■ CHALLENGE: Pick out every line in the records below that contains the word "team" and copy each one.

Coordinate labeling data
····················
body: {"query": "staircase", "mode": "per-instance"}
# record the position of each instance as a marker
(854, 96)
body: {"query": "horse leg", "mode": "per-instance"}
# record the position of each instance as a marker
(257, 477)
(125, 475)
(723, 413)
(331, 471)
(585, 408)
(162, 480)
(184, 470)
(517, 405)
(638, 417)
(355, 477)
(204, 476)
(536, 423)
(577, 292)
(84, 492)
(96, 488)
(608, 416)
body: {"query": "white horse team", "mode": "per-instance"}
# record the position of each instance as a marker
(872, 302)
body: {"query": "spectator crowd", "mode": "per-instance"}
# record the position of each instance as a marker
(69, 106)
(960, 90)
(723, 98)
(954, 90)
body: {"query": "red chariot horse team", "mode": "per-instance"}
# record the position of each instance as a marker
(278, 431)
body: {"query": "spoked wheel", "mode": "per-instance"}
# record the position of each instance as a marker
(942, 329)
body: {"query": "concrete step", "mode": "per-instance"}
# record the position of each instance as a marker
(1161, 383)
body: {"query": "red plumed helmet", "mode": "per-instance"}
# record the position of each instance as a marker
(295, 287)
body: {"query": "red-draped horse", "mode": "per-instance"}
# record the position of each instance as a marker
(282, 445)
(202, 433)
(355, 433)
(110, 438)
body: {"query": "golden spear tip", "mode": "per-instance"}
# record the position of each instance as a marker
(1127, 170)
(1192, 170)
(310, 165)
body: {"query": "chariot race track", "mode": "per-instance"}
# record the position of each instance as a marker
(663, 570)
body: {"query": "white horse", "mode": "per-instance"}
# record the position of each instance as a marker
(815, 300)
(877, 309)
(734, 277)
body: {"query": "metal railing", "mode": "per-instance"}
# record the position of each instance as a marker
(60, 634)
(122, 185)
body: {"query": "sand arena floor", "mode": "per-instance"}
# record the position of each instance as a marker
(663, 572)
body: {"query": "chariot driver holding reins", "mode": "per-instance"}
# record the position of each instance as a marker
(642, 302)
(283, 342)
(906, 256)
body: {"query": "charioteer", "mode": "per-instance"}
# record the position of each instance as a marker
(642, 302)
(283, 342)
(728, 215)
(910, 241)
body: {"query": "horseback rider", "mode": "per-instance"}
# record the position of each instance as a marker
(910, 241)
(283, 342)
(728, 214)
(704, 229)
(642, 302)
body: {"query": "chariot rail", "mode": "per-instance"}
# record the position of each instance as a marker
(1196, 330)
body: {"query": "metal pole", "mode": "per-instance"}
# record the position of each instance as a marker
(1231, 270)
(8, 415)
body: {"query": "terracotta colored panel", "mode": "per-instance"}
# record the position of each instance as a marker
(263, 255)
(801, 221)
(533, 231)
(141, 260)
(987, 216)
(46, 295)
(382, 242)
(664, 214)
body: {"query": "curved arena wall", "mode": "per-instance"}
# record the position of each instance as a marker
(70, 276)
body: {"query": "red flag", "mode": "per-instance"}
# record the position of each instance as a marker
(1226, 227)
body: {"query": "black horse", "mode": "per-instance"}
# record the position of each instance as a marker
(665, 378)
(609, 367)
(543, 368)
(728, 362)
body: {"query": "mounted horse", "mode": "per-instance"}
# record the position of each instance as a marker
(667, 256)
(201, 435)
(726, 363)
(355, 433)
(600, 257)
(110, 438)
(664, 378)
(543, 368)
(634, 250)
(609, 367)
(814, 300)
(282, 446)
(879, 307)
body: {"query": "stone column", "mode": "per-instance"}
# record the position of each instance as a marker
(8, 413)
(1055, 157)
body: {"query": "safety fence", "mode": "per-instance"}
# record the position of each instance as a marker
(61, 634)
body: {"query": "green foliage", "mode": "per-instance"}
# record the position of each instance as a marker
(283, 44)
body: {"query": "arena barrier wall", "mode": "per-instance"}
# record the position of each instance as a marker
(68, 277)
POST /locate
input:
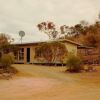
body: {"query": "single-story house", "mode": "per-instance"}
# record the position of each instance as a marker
(26, 53)
(89, 55)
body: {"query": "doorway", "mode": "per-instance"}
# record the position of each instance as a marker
(28, 55)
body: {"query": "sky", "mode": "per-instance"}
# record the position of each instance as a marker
(16, 15)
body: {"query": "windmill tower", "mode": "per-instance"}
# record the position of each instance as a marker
(21, 34)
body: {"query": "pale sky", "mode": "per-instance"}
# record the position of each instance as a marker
(16, 15)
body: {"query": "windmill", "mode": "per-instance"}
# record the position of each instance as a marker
(21, 34)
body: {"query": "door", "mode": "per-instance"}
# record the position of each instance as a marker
(28, 55)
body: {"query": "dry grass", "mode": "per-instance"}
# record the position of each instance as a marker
(50, 83)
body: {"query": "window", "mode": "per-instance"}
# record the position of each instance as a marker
(21, 54)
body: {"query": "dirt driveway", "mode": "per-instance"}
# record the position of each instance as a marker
(44, 83)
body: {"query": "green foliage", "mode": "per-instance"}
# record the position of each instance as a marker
(74, 63)
(6, 60)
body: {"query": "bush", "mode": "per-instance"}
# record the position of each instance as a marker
(74, 63)
(7, 60)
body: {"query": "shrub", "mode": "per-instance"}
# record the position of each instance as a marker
(74, 63)
(7, 60)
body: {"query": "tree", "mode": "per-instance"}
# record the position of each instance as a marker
(74, 63)
(48, 28)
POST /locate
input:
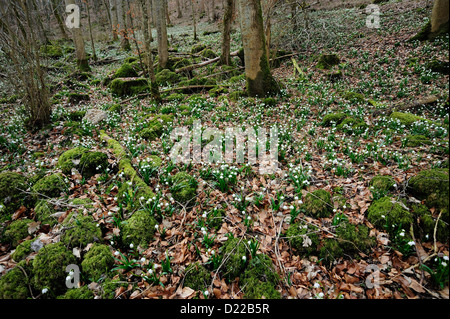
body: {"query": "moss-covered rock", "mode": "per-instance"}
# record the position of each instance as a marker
(81, 230)
(406, 119)
(97, 262)
(303, 237)
(49, 267)
(50, 186)
(17, 231)
(234, 258)
(78, 293)
(138, 229)
(197, 277)
(184, 187)
(92, 163)
(431, 185)
(388, 214)
(70, 159)
(327, 61)
(382, 182)
(15, 284)
(129, 87)
(333, 118)
(22, 251)
(167, 77)
(417, 140)
(318, 204)
(260, 279)
(11, 198)
(350, 240)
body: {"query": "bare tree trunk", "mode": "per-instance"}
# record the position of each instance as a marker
(260, 81)
(226, 36)
(114, 19)
(439, 15)
(78, 40)
(161, 29)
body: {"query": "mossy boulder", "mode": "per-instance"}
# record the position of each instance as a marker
(11, 197)
(406, 119)
(350, 240)
(327, 61)
(15, 284)
(318, 204)
(417, 140)
(78, 293)
(138, 229)
(431, 185)
(197, 277)
(70, 159)
(50, 186)
(167, 77)
(184, 187)
(333, 118)
(234, 258)
(97, 262)
(22, 251)
(92, 163)
(382, 182)
(388, 213)
(303, 237)
(129, 87)
(260, 279)
(17, 231)
(49, 267)
(80, 231)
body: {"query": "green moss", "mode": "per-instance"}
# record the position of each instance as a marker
(318, 203)
(431, 185)
(92, 163)
(333, 118)
(138, 229)
(126, 71)
(17, 231)
(49, 267)
(233, 252)
(66, 160)
(382, 182)
(303, 237)
(350, 240)
(81, 230)
(131, 87)
(15, 284)
(197, 277)
(260, 279)
(50, 186)
(22, 251)
(406, 119)
(327, 61)
(167, 77)
(184, 187)
(11, 198)
(388, 213)
(78, 293)
(97, 262)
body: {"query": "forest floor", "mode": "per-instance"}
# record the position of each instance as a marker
(396, 110)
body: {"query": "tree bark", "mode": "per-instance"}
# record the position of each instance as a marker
(260, 81)
(226, 36)
(77, 37)
(161, 29)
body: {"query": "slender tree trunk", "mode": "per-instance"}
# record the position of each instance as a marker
(226, 36)
(161, 29)
(260, 81)
(77, 36)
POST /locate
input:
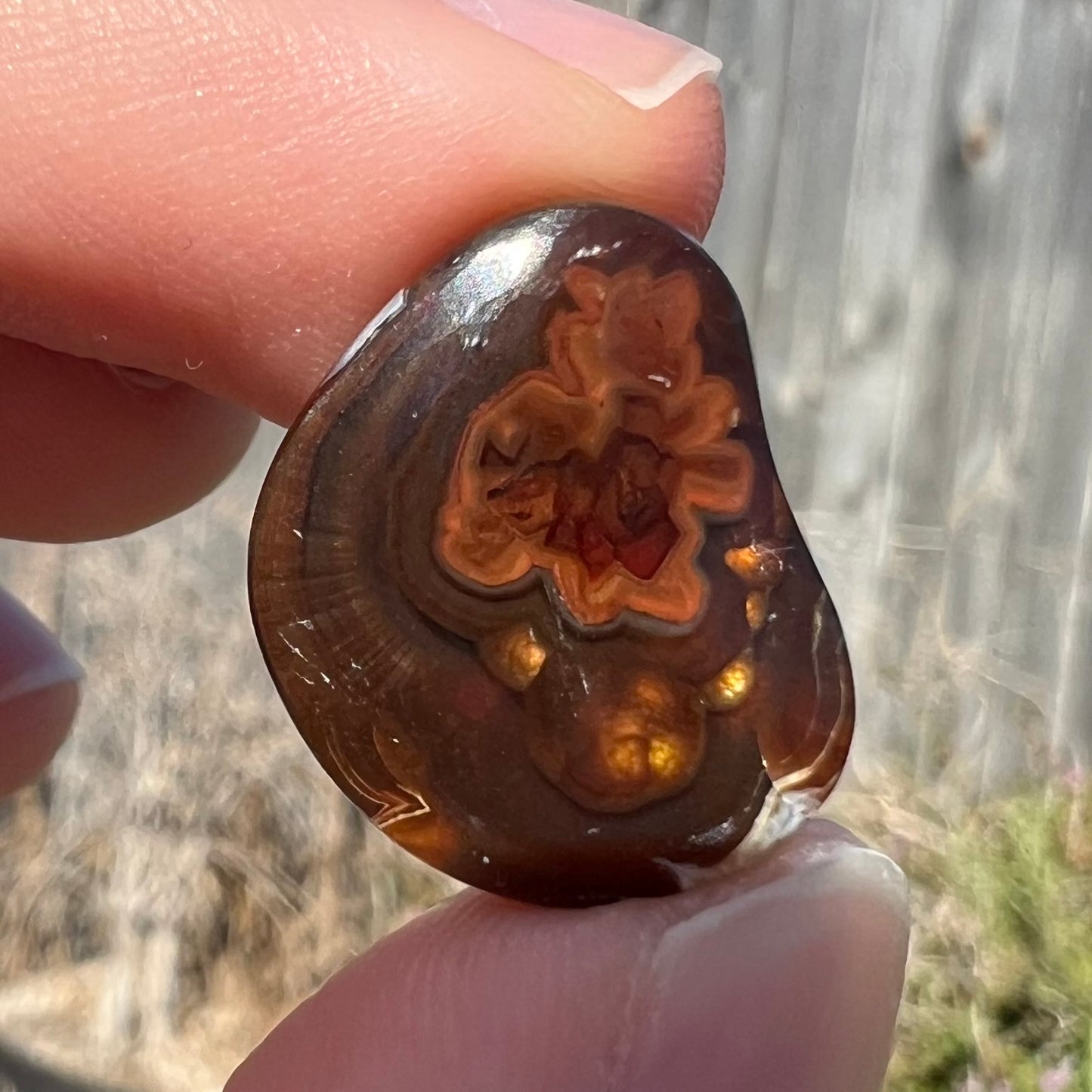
····················
■ EXERCISE SOLUTION:
body: {"query": "white horse team", "mode": "per-instance"}
body: {"query": "red chariot horse team", "mode": "per-instance"}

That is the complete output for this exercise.